> [Selected excerpt]:
┌──

Horst Simon Named ALD for Computing Sciences
February 23, 2004
Horst D. Simon, an internationally recognized expert in high performance computing, has been named associate laboratory director for Computing Sciences at Berkeley Lab.
“I’m extremely pleased to have Horst assume this responsibility,” Berkeley Lab Director Charles Shank said in announcing the appointment. “This is a critical time for the Laboratory’s computing sciences programs, and I greatly value Dr. Simon’s leadership. I look forward to working closely with him in these important assignments.”
Simon joined LBNL in early 1996 as director of the newly formed National Energy Research Scientific Computing (NERSC) Division and was one of the key architects in establishing NERSC at its new location in Berkeley. The NERSC Center, established in 1974, is DOE’s flagship facility for unclassified supercomputing. Simon is also the founding director of Berkeley Lab's Computational Research Division, which conducts applied research and development in computer science, computational science, and applied mathematics.
As the associate laboratory director for Computing Sciences, Simon will have overall responsibility for three LBNL divisions – the NERSC Center, Computational Research, and Information Technologies and Services. He will continue to serve as division director for both the NERSC Division and for the Computational Research Division.
At the Feb. 23 all-hands meeting where the appointment was announced, Simon thanked Director Shank for his “vision and leadership” in working to expand the contributions of computational science to LBNL research projects. Simon also thanked for Associate Lab Director Bill McCurdy for his mentorship in the ways of DOE and the national labs.
Noting that his already-crunched schedule was likely to become even more crowded, Simon encouraged employees to seek him out whenever they had ideas or issues to discuss. “I really look at this position as being one where you don’t work for me, but one in which I work for you,” he said.

└──

> [Problem set]:
1. Output the part of the appointment announcement that runs from "Simon joined LBNL" up to and including "and applied mathematics.".
2. In the listing, replace "metal fence" with "iron railing" from the line with "of the coat" up to and including the line with "[(223, 229)]", and return only those lines, otherwise unchanged.
The announcement and the listing come from unrelated sources.

> [Extracted records]:
┌──

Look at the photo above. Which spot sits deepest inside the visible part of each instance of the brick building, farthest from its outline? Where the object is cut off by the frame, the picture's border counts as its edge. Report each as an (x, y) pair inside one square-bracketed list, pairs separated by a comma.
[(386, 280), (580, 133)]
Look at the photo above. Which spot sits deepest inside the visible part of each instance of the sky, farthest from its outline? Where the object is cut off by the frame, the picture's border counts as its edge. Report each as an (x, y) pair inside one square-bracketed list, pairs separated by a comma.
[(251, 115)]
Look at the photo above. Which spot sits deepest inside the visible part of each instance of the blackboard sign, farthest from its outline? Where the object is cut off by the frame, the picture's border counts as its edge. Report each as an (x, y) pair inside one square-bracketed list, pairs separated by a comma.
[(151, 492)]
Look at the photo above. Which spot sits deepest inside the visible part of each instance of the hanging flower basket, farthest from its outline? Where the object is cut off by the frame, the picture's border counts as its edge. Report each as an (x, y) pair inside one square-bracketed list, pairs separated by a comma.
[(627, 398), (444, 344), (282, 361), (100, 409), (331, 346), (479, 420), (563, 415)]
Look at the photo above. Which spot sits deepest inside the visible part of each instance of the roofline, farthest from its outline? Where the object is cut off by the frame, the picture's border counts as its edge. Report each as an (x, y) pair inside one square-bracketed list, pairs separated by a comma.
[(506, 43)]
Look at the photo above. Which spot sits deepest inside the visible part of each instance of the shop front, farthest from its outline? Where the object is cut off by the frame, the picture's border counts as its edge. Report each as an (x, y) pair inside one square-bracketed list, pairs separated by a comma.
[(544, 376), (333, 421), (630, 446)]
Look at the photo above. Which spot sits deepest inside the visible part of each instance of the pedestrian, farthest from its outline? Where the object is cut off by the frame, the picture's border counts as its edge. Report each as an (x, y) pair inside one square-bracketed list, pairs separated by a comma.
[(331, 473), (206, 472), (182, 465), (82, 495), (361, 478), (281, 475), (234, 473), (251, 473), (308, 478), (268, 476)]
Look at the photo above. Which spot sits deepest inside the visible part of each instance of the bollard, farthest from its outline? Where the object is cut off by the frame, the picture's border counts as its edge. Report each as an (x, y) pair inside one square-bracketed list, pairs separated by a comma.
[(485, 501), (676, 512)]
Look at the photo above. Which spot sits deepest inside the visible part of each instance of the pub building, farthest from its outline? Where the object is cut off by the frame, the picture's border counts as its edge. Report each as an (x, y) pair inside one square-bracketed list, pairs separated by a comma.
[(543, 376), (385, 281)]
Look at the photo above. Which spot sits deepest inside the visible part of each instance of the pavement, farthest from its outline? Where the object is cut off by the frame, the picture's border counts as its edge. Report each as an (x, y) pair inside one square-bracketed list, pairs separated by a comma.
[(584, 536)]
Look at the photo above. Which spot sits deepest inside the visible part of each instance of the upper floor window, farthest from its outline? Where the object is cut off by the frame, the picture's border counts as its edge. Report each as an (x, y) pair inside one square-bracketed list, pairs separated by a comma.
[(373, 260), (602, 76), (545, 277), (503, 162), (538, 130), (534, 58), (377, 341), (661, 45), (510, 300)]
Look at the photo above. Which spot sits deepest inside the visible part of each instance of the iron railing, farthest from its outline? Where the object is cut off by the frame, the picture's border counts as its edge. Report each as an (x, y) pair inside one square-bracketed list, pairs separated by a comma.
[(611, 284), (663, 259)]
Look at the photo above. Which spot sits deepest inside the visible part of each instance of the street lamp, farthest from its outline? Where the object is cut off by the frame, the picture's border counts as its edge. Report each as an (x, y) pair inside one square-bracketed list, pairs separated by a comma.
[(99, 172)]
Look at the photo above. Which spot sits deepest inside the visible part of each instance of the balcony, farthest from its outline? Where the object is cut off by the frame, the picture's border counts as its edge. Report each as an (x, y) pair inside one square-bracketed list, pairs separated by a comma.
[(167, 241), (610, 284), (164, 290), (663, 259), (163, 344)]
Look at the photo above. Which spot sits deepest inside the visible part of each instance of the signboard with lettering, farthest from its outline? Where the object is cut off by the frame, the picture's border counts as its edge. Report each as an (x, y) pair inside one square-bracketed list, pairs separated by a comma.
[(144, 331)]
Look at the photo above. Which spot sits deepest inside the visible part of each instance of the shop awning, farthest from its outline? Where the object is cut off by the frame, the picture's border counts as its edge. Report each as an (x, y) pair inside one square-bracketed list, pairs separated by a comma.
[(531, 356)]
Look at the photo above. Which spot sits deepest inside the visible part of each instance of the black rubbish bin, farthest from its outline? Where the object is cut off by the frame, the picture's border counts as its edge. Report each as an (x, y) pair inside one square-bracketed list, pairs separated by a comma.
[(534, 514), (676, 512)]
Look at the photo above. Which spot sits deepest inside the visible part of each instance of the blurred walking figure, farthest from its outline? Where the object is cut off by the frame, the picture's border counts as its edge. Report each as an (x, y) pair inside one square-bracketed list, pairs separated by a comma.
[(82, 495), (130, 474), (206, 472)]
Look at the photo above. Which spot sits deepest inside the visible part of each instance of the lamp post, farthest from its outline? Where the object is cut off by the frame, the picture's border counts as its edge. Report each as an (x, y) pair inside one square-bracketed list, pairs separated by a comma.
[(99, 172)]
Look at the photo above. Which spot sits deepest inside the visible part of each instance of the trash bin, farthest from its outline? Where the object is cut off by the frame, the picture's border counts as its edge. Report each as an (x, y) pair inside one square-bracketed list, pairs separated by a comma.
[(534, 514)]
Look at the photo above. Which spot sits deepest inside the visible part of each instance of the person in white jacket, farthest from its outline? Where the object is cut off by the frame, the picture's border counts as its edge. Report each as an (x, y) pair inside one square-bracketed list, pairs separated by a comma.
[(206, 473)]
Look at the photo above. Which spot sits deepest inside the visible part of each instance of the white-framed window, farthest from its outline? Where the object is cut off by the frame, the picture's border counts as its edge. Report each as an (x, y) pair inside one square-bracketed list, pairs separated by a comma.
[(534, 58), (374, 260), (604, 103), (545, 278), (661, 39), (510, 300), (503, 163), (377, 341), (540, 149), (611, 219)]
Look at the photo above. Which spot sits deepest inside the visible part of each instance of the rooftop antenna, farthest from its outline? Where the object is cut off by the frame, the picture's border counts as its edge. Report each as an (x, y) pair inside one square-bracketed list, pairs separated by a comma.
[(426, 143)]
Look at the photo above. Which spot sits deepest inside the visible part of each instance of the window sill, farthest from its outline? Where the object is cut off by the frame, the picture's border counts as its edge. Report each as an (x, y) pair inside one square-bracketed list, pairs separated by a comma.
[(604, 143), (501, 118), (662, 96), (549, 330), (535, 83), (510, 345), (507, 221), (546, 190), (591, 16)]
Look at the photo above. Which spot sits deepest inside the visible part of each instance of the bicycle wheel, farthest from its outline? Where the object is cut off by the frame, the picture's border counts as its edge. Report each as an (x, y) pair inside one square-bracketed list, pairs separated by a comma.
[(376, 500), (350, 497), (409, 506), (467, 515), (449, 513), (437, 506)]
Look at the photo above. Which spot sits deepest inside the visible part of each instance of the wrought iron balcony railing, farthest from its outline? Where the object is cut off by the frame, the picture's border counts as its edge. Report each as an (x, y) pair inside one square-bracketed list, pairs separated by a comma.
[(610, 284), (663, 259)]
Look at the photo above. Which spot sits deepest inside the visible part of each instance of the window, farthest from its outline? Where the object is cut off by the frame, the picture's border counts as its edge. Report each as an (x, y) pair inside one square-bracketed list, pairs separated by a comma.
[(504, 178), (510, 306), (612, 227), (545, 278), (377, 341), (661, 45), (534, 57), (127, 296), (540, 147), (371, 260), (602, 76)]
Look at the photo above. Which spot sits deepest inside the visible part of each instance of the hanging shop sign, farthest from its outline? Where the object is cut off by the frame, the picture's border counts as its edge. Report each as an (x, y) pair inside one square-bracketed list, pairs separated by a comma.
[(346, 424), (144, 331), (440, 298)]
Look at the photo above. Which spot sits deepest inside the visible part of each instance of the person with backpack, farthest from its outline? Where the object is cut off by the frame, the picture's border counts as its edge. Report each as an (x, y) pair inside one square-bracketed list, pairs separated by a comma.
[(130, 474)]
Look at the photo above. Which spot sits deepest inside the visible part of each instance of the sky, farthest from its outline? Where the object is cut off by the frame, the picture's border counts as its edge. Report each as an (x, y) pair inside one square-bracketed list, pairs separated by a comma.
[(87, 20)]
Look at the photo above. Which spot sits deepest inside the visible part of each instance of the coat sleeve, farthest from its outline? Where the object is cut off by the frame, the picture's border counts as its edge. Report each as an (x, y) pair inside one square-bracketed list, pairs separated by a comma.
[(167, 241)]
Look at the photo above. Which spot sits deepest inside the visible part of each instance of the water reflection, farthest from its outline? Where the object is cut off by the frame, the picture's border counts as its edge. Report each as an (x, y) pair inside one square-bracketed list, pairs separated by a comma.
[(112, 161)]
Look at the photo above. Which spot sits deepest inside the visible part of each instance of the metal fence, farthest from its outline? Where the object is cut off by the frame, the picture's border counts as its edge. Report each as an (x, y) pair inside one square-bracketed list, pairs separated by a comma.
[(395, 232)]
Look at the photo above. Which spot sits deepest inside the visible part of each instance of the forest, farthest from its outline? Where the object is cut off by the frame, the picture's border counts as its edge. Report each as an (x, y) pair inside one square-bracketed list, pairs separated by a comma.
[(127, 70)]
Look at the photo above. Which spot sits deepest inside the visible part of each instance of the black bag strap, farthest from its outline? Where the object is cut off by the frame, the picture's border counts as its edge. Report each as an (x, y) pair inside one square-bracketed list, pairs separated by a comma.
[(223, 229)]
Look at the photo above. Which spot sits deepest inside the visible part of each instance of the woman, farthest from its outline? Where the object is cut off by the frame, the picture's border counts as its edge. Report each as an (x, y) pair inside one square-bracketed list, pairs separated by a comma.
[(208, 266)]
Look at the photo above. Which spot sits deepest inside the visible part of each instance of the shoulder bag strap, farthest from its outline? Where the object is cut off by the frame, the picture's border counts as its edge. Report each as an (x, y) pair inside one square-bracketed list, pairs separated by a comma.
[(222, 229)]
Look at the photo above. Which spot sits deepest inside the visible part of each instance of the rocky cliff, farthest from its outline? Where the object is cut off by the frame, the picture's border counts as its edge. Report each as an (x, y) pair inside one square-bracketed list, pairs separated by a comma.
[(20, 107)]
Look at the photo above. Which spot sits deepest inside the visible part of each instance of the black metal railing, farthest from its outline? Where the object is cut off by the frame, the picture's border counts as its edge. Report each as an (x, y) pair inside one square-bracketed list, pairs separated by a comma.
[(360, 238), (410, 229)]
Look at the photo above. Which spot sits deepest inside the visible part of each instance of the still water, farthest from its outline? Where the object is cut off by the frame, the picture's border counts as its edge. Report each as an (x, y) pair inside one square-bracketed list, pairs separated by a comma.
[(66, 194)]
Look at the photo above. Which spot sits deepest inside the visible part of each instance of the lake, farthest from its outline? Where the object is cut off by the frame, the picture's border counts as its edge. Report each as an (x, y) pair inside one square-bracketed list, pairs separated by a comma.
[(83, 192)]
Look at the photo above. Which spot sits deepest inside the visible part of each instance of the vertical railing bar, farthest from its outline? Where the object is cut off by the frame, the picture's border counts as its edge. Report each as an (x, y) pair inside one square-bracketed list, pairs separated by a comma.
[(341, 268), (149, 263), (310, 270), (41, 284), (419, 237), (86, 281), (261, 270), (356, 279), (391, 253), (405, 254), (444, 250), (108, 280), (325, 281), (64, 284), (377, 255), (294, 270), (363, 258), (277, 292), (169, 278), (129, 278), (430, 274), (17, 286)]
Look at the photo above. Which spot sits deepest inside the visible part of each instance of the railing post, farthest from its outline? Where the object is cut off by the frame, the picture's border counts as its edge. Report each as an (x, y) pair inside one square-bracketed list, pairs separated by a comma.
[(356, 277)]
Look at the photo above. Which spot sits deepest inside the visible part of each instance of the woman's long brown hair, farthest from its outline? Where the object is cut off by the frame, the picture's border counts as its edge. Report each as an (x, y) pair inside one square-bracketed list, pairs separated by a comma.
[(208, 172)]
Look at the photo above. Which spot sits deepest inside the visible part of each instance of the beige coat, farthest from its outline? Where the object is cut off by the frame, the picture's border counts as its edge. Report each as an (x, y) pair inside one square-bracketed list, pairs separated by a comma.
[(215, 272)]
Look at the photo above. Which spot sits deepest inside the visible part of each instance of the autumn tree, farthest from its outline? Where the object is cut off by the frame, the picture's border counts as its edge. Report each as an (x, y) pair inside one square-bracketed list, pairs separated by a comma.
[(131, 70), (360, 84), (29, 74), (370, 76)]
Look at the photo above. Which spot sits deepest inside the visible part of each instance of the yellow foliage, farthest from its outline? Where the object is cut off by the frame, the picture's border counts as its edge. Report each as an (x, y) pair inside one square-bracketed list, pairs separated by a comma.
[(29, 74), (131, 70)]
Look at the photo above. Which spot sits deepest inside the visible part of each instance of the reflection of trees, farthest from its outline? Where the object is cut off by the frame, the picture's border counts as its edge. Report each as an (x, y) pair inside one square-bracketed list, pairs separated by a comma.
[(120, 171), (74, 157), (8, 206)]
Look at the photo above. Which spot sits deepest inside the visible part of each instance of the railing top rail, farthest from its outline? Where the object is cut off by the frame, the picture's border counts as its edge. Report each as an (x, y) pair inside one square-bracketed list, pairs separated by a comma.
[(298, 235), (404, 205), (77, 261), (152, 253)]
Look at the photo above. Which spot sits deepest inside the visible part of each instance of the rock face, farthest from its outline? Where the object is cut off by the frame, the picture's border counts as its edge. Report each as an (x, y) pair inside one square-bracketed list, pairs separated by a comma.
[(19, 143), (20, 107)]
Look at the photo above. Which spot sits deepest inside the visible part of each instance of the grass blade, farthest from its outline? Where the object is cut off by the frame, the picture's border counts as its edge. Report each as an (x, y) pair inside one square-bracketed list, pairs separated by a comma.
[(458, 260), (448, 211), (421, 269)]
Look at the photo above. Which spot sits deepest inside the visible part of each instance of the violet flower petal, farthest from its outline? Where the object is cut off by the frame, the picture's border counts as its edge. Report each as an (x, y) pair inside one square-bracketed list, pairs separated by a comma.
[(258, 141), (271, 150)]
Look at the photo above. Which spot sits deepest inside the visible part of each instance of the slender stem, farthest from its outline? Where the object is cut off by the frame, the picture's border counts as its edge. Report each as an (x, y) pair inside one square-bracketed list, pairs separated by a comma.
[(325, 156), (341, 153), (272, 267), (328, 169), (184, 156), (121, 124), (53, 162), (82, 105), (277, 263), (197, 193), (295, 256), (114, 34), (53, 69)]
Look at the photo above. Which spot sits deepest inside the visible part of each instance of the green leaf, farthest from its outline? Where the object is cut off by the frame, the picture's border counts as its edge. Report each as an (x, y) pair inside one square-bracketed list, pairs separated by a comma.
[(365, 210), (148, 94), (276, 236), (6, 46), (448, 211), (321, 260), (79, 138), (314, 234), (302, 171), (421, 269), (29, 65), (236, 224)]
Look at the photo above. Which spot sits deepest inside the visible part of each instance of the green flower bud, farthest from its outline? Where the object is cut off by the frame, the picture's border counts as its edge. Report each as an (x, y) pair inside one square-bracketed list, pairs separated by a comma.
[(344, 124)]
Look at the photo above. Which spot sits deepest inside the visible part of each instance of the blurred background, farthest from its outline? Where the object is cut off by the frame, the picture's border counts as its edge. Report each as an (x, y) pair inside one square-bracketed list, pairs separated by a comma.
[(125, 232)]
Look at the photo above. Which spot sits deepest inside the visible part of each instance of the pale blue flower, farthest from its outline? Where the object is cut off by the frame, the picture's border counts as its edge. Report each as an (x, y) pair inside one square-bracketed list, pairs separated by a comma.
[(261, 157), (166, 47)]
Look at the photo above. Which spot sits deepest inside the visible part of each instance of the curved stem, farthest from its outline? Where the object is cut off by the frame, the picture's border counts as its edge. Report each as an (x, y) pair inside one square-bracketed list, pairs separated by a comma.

└──

> [Answers to the problems]:
1.
Simon joined LBNL in early 1996 as director of the newly formed National Energy Research Scientific Computing (NERSC) Division and was one of the key architects in establishing NERSC at its new location in Berkeley. The NERSC Center, established in 1974, is DOE’s flagship facility for unclassified supercomputing. Simon is also the founding director of Berkeley Lab's Computational Research Division, which conducts applied research and development in computer science, computational science, and applied mathematics.

2.
Look at the photo above. Which spot sits deepest inside the visible part of each instance of the coat sleeve, farthest from its outline? Where the object is cut off by the frame, the picture's border counts as its edge. Report each as an (x, y) pair inside one square-bracketed list, pairs separated by a comma.
[(167, 241)]
Look at the photo above. Which spot sits deepest inside the visible part of each instance of the water reflection, farthest from its outline? Where the object is cut off by the frame, the picture's border counts as its edge. Report each as an (x, y) pair inside one square-bracketed list, pairs separated by a comma.
[(112, 161)]
Look at the photo above. Which spot sits deepest inside the visible part of each instance of the iron railing, farthest from its outline? Where the object is cut off by the frame, the picture's border counts as its edge. Report each as an (x, y) pair inside one square-bracketed list, pairs separated by a comma.
[(395, 232)]
Look at the photo above. Which spot sits deepest inside the visible part of each instance of the forest, farthest from its outline? Where the object is cut off by the frame, the picture's border counts as its edge. Report each as an (x, y) pair inside one square-bracketed list, pairs separated by a comma.
[(127, 70)]
Look at the photo above. Which spot sits deepest inside the visible part of each instance of the black bag strap, farthest from its outline? Where the object is cut off by the frame, the picture's border counts as its edge. Report each as an (x, y) pair inside one square-bracketed list, pairs separated by a comma.
[(223, 229)]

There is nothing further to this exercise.